The fact that a quite orderly form of German vocational education and training managed to get by for practically half a century without comprehensive legislation calls for a plausible explanation. This can rely mainly on the category of "tradition" that was upheld by numerous institutions that had internalised their tasks and the corresponding behavioural patterns over long periods.
While a law governing vocational training is not exactly rendered superfluous by such a strong tradition, its functional effect is nevertheless shifted in such a constellation much further in a system-constituting direction: Through its specific differentiation of the practice of vocational qualification, a Vocational Training Act consolidates the close involvement of said practice in the occupational culture, in this case industrial, indicating that the presence or the creation of (isolated) training institutions does not come anywhere near to guaranteeing the functioning of a sustainable system of qualification for gainful employment.
Vocational education and training in the social context
The decisive relationships the vocational education and training sector has with other important societal subsystems under the perspective of the "occupation" category reveal a specific structural pattern in German industrial work culture that is not comparable in its details to any other country. Let us briefly list the main points of intersection of this complex functional network:
- Industrial and other "skilled labour" form the basis of a specific labour market segmentation in Germany, characterised by a structure of "occupational labour market segments". The exchange relationships on these markets are regulated by a system of generally accepted vocational certificates, the basis of which is a tradition of professional standards.
- The principle of "skilled labour" also preferentially determines the organisation of work in Germany, its typical trait being a relatively flat hierarchy with correspondingly reduced control and power functions. Vocational expertise and job experience make skilled workers/personnel largely independent of close job instruction and supervision. The ability of this type of qualification in principle to adapt to changing or altered job requirements, on the other hand, gives companies a great deal of leeway in the deployment of personnel.

INFORMATION SHOWN.
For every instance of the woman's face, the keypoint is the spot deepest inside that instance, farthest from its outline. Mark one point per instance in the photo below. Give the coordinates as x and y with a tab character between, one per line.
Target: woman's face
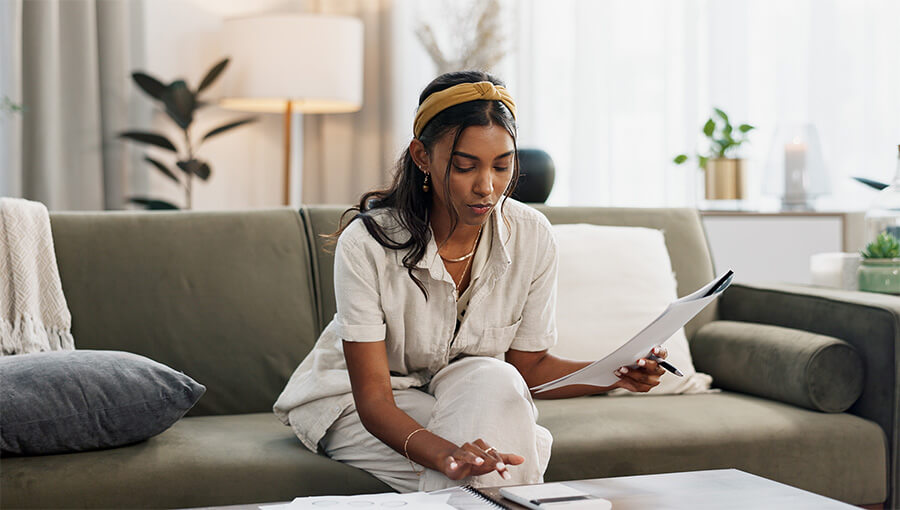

EXERCISE DESCRIPTION.
Answer these about the passage on German vocational training:
(a) For about how long did vocational education and training in Germany get by without comprehensive legislation?
(b) What regulates the exchange relationships on the occupational market segments?
(c) What typical trait of work organization in Germany does the skilled-work principle produce?

ANSWER IN FULL.
(a) Practically half a century.
(b) A system of generally accepted vocational certificates, based on a tradition of professional standards.
(c) A relatively flat hierarchy with correspondingly reduced control and power functions.